* **Exercise**: Look through the data below and extract, unchanged, the lines from the one that contains "Target: floodlight pole" to the one that contains "Target: crowded stand", both included.
::::
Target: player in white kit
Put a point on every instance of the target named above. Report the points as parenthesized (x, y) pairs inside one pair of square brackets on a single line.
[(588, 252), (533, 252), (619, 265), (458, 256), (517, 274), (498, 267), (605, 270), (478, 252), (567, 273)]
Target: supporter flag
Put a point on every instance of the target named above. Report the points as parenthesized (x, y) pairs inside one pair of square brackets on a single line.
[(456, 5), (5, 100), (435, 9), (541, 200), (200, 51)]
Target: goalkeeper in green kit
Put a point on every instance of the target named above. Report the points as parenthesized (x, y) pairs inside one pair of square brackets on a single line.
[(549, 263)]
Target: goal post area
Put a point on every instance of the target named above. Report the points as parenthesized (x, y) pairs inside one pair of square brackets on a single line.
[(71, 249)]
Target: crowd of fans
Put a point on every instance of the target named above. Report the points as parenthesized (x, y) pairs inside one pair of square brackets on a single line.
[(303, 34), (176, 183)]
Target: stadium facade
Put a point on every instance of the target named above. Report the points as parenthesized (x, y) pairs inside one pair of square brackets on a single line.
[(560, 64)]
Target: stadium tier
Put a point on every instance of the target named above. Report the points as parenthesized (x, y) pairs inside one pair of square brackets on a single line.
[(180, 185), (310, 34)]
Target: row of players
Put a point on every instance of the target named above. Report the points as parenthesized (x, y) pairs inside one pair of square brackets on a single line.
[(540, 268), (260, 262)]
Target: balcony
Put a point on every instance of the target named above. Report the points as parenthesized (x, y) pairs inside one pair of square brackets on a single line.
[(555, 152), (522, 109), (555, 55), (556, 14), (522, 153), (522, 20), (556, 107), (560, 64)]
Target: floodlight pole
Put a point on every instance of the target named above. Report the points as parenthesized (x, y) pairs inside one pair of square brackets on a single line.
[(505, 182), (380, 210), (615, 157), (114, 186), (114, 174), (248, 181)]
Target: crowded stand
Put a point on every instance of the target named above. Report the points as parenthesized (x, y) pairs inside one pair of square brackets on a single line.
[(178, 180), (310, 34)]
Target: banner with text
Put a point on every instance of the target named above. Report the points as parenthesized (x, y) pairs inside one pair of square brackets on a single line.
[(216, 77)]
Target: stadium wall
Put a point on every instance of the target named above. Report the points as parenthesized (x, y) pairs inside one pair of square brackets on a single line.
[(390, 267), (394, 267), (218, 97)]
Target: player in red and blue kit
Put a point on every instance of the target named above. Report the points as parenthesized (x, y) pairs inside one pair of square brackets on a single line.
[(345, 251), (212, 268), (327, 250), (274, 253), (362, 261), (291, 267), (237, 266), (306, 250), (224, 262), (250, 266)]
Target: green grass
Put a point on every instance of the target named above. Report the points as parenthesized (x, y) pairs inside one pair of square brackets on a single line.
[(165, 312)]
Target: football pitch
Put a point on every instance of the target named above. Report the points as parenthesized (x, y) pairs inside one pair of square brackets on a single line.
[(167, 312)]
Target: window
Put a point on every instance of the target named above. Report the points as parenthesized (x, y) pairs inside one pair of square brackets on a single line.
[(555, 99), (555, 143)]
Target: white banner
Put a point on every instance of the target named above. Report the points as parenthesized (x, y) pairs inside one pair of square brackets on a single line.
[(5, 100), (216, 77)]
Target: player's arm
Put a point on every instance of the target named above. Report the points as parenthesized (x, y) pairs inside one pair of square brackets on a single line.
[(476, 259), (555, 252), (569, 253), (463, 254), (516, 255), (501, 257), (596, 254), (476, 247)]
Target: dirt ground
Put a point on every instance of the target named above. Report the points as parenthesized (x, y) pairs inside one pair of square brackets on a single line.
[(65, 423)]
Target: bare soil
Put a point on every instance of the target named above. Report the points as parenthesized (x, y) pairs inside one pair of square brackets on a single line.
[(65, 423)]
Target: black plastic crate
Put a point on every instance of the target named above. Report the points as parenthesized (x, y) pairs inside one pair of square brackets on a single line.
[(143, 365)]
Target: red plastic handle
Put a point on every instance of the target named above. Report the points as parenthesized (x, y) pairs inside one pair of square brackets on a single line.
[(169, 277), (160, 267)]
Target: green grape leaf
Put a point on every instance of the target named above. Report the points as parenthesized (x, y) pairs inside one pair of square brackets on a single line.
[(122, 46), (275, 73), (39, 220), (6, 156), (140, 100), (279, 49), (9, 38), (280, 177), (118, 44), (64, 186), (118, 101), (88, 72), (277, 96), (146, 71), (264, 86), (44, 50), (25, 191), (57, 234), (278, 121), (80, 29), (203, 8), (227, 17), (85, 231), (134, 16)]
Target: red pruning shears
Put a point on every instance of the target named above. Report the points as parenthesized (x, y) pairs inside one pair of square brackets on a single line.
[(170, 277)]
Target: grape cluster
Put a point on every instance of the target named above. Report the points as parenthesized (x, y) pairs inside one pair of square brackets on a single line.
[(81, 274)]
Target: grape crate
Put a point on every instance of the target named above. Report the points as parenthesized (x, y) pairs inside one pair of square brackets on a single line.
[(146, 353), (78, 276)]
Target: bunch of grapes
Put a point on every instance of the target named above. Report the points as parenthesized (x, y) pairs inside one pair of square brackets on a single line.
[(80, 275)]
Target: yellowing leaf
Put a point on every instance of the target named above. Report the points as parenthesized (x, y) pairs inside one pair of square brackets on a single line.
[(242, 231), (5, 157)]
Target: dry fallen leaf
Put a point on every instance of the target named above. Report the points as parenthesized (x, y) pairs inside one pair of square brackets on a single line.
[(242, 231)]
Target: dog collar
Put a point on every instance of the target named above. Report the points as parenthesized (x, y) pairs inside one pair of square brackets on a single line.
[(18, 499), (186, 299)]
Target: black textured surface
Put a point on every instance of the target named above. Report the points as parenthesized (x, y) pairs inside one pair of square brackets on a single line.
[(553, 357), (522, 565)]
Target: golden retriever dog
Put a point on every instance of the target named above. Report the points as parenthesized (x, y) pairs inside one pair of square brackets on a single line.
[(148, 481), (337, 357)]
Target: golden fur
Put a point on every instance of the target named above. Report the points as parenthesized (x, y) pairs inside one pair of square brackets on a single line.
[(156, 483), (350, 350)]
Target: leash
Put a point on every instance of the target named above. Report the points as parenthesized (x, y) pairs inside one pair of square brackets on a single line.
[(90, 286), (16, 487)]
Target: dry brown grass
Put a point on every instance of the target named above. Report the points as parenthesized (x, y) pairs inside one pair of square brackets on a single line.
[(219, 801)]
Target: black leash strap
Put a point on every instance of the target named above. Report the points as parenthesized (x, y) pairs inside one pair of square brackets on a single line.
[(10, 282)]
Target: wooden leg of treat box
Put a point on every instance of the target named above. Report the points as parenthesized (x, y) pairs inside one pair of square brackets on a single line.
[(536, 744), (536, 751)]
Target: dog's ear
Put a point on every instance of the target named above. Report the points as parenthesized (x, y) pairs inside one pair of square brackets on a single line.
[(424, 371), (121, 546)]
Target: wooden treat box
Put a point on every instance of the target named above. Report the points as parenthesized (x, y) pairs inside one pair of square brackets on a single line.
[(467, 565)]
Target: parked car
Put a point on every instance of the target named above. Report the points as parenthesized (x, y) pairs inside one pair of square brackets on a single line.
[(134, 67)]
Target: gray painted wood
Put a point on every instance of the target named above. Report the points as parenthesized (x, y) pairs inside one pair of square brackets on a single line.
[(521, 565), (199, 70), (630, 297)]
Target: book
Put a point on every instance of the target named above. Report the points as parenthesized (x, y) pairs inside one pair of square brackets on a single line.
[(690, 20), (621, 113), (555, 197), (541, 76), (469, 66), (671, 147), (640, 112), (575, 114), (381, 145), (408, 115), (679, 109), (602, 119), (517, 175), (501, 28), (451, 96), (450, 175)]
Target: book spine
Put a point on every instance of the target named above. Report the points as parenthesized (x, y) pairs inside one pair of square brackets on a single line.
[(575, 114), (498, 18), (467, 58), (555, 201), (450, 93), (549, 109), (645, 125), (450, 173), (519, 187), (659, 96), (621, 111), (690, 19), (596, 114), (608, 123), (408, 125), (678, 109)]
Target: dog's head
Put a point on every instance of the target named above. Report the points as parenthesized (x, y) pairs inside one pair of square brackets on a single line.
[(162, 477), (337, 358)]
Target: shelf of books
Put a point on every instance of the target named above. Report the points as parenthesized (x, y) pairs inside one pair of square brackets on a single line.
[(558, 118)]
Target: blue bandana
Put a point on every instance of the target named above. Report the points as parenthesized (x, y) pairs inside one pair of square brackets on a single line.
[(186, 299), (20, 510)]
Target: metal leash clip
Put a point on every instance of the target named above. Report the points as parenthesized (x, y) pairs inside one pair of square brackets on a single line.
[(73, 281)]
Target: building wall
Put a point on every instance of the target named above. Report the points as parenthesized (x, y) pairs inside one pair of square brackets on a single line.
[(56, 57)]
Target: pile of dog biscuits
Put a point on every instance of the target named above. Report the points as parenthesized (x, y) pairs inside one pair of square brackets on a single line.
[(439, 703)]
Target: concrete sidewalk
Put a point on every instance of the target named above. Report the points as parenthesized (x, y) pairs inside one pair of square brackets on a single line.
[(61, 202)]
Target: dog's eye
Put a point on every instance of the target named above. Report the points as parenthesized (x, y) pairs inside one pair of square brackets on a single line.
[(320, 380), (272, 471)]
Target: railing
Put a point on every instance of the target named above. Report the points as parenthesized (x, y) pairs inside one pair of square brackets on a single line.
::::
* **Solution to the problem**:
Target: floodlight pole
Put a point on every instance of the target named above. Report the points as parenthesized (x, y) pairs inside one pair of square brackets on a single line.
[(505, 182), (380, 210), (615, 157), (114, 186), (114, 174), (248, 181)]
Target: crowded stand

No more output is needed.